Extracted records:
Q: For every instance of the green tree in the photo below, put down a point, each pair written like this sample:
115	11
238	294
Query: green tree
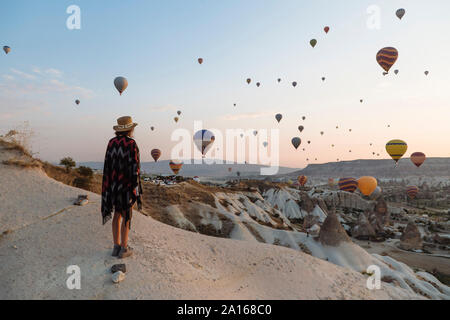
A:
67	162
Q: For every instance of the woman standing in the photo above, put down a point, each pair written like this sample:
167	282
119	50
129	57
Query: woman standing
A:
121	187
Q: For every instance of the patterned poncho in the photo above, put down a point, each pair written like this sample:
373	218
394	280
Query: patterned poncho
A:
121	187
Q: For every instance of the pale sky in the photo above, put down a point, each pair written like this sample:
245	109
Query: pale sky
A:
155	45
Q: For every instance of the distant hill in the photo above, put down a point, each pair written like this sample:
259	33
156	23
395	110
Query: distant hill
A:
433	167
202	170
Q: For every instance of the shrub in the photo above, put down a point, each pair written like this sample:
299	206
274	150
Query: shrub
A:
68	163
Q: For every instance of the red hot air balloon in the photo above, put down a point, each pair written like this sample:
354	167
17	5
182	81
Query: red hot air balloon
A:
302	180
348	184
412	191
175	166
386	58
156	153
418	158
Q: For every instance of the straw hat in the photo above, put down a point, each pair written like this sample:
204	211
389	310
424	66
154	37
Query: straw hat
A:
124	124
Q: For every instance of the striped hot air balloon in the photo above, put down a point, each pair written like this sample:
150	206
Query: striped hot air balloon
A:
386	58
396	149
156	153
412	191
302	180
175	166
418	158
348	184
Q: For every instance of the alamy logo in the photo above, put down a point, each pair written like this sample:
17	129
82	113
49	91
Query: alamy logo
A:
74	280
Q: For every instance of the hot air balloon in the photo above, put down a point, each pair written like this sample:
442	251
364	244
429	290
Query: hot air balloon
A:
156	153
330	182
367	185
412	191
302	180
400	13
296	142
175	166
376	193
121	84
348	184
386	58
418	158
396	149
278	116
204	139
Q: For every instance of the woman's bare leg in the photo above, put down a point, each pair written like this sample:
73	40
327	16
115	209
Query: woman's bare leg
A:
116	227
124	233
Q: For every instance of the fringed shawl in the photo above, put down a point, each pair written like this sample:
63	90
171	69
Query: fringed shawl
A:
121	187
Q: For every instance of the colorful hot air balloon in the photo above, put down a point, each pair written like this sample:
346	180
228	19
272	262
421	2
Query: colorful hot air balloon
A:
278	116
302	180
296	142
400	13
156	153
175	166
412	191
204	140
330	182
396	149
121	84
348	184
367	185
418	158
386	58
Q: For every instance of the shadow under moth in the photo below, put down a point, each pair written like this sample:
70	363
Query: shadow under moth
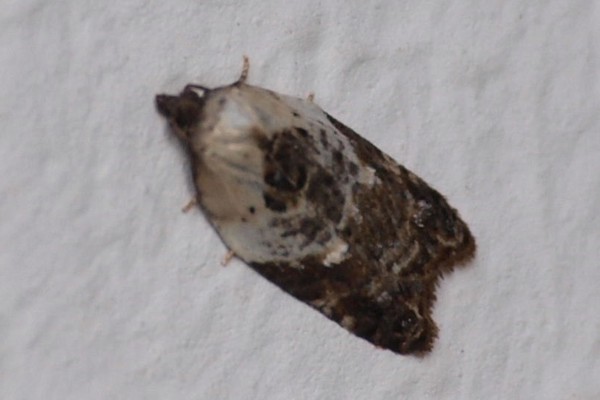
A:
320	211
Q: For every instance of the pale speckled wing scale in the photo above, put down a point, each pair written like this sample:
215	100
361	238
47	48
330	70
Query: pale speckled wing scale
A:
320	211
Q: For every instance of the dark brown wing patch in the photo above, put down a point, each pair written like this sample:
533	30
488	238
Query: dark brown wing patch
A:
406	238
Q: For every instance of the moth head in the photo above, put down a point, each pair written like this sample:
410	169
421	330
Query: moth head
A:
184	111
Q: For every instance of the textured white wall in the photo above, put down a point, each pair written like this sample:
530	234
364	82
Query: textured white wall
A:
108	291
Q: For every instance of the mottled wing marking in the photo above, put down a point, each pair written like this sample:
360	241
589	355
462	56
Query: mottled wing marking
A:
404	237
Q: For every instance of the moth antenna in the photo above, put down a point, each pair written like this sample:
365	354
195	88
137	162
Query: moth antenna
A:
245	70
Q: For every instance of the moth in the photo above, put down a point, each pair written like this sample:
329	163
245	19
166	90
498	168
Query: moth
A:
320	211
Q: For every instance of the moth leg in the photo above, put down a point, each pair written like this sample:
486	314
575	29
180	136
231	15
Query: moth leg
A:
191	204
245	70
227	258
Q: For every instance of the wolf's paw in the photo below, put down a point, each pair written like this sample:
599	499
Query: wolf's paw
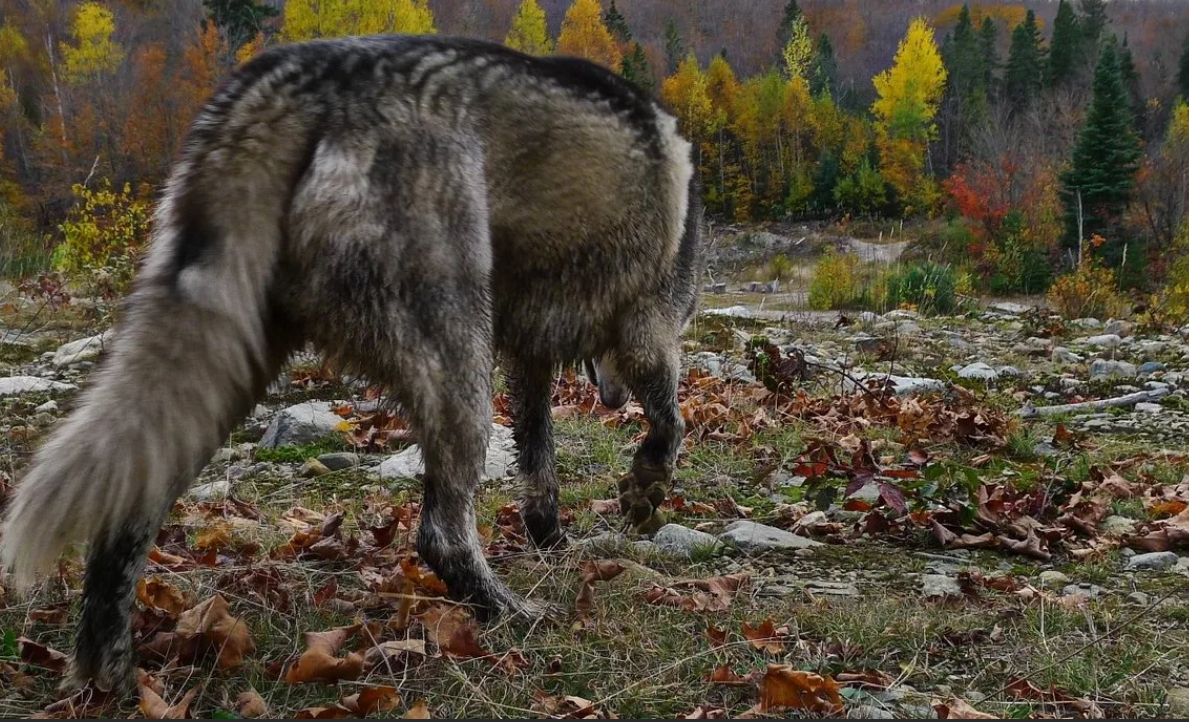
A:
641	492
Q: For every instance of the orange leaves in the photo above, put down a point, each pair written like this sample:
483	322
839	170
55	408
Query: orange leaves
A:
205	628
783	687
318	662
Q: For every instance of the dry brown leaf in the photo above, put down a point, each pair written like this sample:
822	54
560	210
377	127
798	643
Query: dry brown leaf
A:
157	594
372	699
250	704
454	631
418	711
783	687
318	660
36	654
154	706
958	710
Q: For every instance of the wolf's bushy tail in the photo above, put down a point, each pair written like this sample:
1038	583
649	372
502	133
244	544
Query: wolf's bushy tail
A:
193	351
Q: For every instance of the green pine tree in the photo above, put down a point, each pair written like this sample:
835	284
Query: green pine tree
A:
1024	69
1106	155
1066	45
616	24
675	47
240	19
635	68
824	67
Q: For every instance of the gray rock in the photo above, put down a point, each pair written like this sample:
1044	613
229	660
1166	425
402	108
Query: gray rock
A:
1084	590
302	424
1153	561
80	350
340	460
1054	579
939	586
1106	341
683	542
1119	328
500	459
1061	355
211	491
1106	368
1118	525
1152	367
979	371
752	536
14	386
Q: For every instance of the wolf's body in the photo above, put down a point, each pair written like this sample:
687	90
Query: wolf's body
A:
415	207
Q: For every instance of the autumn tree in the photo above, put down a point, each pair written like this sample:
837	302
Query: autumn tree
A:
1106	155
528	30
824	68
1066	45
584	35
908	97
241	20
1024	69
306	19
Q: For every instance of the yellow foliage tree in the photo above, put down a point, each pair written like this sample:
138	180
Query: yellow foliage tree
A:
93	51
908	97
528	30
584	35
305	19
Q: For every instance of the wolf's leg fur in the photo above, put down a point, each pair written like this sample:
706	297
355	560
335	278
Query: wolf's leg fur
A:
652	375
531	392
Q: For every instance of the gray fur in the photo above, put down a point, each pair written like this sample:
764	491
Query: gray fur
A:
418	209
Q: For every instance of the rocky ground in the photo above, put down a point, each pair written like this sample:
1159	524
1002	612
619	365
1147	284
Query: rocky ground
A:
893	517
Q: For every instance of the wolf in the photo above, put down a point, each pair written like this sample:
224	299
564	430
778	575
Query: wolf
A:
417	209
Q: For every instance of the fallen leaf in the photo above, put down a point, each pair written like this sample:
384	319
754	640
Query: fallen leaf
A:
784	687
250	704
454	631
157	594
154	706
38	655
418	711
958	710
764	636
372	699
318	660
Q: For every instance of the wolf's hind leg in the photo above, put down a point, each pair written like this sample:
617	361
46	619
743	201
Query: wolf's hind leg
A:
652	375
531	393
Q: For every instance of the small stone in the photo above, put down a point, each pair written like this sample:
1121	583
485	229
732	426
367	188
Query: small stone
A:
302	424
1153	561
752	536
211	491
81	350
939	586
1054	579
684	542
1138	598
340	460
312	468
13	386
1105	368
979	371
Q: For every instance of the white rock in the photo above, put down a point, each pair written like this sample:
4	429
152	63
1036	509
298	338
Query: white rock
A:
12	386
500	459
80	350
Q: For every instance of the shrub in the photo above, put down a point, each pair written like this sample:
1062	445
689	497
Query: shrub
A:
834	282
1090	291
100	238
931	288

**What you have to do**
Each of the entries above must be output exactly, with none of the pictures.

**Exercise answer**
Q: For every instance of the green tree in the photo below, put down a point, each pair written like this sample:
115	11
238	294
Query: green tree
A:
67	162
Q: For every instance of the woman standing in the photo above, put down a point, each pair written like this sample:
167	282
119	50
129	57
Query: woman standing
A:
121	187
Q: For every instance of the patterned poncho in the photo above, put down a point, each pair written like this sample:
373	218
394	280
Query: patterned poncho
A:
121	187
Q: For every instance of the pale sky in the photo above, put down a point, each pair written like this sample:
245	109
Query: pale sky
A:
155	45
Q: For every instance of the distant hill in the photo above, put down a point, each pair written like this sample:
259	33
156	23
395	110
Query: distant hill
A:
433	167
202	170
Q: For every instance of the shrub in the photo above, put down a point, each pair written like this sample:
299	206
274	150
Query: shrub
A:
68	163
Q: For every instance of the red hot air balloon in the photo above, put down a point, each pair written like this sample:
354	167
17	5
182	81
Query: red hot air balloon
A:
302	180
348	184
412	191
175	166
386	58
156	153
418	158
Q: For every instance of the straw hat in the photo above, put down a point, each pair written like this sample:
204	211
389	310
424	66
154	37
Query: straw hat
A:
124	124
Q: For every instance of the striped hot air balloon in the photo above, put down a point, each pair written like this sample:
150	206
Query: striped hot air balloon
A:
386	58
396	149
156	153
412	191
302	180
175	166
418	158
348	184
Q: For every instance of the alamy logo in the photo above, put down a point, each pair written like this sample:
17	129
82	113
49	91
Query: alamy logo
A:
74	280
Q: For every instance of the hot air balloon in the photo above, put down a point, each pair written like this sample:
442	251
364	244
429	290
Query: hot air balloon
A:
156	153
330	182
367	185
412	191
302	180
400	13
296	142
175	166
376	193
121	84
348	184
386	58
418	158
396	149
278	116
204	139
Q: For every instance of the woman's bare leg in the photo above, put down a point, each pair written like this sample:
73	40
327	16
115	209
Query: woman's bare leg
A:
116	227
124	233
Q: For every instance of the fringed shawl in the photo above, put down a point, each pair written like this sample:
63	90
171	69
Query: fringed shawl
A:
121	187
Q: For every instance of the colorful hot air balloon in the photo above, put down a point, each pair written like this sample:
346	180
228	19
272	262
421	2
Query: colorful hot air balloon
A:
278	116
302	180
296	142
400	13
156	153
175	166
412	191
204	140
330	182
396	149
121	84
348	184
367	185
418	158
386	58
Q: For every instance of the shadow under moth in the photo below, put down a point, each pair written like this sample:
70	363
Query: shadow under moth
A:
320	211
Q: For every instance of the pale speckled wing scale in the photo above, put down a point, each pair written like this sample:
215	100
361	238
47	48
330	70
Query: pale speckled wing scale
A:
320	211
Q: For every instance of the dark brown wing patch in the photo above, put down a point, each pair written like this sample:
533	30
488	238
Query: dark brown wing patch
A:
406	238
Q: For every instance of the moth head in the photo above, put down a point, each pair written like this sample:
410	169
421	330
Query: moth head
A:
184	111
Q: For every instance of the textured white wall in the photo above, put down a point, each pair written like this sample:
530	234
364	82
Query: textured white wall
A:
108	291
Q: For every instance of the mottled wing marking in the photo above, put down a point, each pair written like this sample:
360	241
589	355
462	56
Query: mottled wing marking
A:
404	237
Q: For every instance of the moth antenna in the photo above, put down a point, each pair written like this sample:
365	354
195	88
137	162
Query: moth antenna
A:
245	70
Q: For every instance of the moth in the photo above, put down a point, each pair written like this sample:
329	163
245	19
166	90
498	168
Query: moth
A:
320	211
Q: For every instance of the moth leg in the photo above, put down a point, each pair written like this sample:
486	314
575	29
180	136
231	15
Query: moth leg
A:
191	204
245	70
227	258
Q: For every instance of the wolf's paw in the photo below, put down a point, each pair written like this sample:
599	499
Query: wolf's paw
A:
641	492
Q: For every instance of the orange leaves in the photo above, put down a point, each pair written like this sample:
483	322
839	170
55	408
Query: orange leaves
A:
205	628
783	687
318	662
Q: For every instance of the dry brown leaf in the photo above, put down a point, each pair written like this sample:
822	54
560	210
377	127
798	643
Query: dry brown leaf
A:
157	594
372	699
250	704
454	631
418	711
783	687
318	660
36	654
154	706
958	710
Q: For every instance of the wolf's bushy tail in the photo above, put down a point, each pair written like this sample:
1038	583
649	372
502	133
244	544
Query: wolf's bushy tail
A:
193	351
Q: For every instance of the green pine tree in the photo above, put down a point, each pair written like this sample:
835	284
Query: green pine tree
A:
1024	69
1106	155
1066	45
616	24
675	47
240	19
635	68
824	67
Q: For every instance of the gray rock in the photo above, put down a point, each pair written like this sample:
1044	613
229	660
1166	425
402	108
Query: gray rock
A:
1084	590
302	424
1153	561
80	350
340	460
1054	579
939	586
1106	341
683	542
1119	328
500	459
1061	355
211	491
1106	368
1118	525
1152	367
979	371
752	536
14	386
Q: For every instance of the wolf's body in the photo above, put down a point, each pair written like this sample:
687	90
Query: wolf's body
A:
415	207
Q: For every instance of the autumn tree in the photo above, put down a point, each pair written like this sample:
837	302
Query: autumn tree
A:
1106	155
528	30
824	68
1066	45
584	35
908	97
241	20
1024	69
306	19
Q: For every instance of the yellow foliage tree in the photo above, put down a point, each pair written like this sample:
138	180
Query: yellow foliage tree
A:
93	51
908	97
528	30
584	35
305	19
Q: For every instance of the wolf's leg fur in the photo above, put down a point, each pair written like this sample:
706	297
355	560
335	278
Query: wolf's leg fur
A:
652	375
531	392
Q: For every instance of the gray fur in the photo above, put down a point, each pair written like this sample:
764	491
Query: gray fur
A:
418	209
Q: For every instance of the rocky ground in the photo above, put down a point, each pair written like this sample:
1159	524
1002	612
619	365
1147	284
Query: rocky ground
A:
893	517
Q: For every instance of the wolf in the photo above, put down a point, each pair written like this sample:
224	299
564	430
778	575
Query: wolf
A:
417	209
Q: For every instance of the fallen leaf in the photo above, put down a point, each pair written like this sample:
384	319
754	640
Query: fallen leaf
A:
784	687
250	704
454	631
157	594
154	706
38	655
418	711
958	710
764	636
372	699
318	660
Q: For every instance of the wolf's hind leg in the photo above, put down a point, each pair written like this sample:
617	361
46	619
743	201
Query: wolf's hind leg
A:
652	375
531	393
Q: For every instance of the small stone in the photo above, put down a point, each pair written like this sample:
1121	583
485	229
732	426
367	188
Query: small stone
A:
302	424
1153	561
752	536
211	491
81	350
939	586
1054	579
684	542
1138	598
340	460
312	468
13	386
1105	368
979	371
Q: For every instance of the white rock in the photo above, put down a point, each pair written like this sample:
4	429
152	63
1036	509
298	338
Query: white rock
A:
12	386
500	459
80	350
Q: For every instance of the shrub in the photo above, put down a point, each pair written like this sample:
1062	445
689	497
Query: shrub
A:
834	282
1090	291
100	238
931	288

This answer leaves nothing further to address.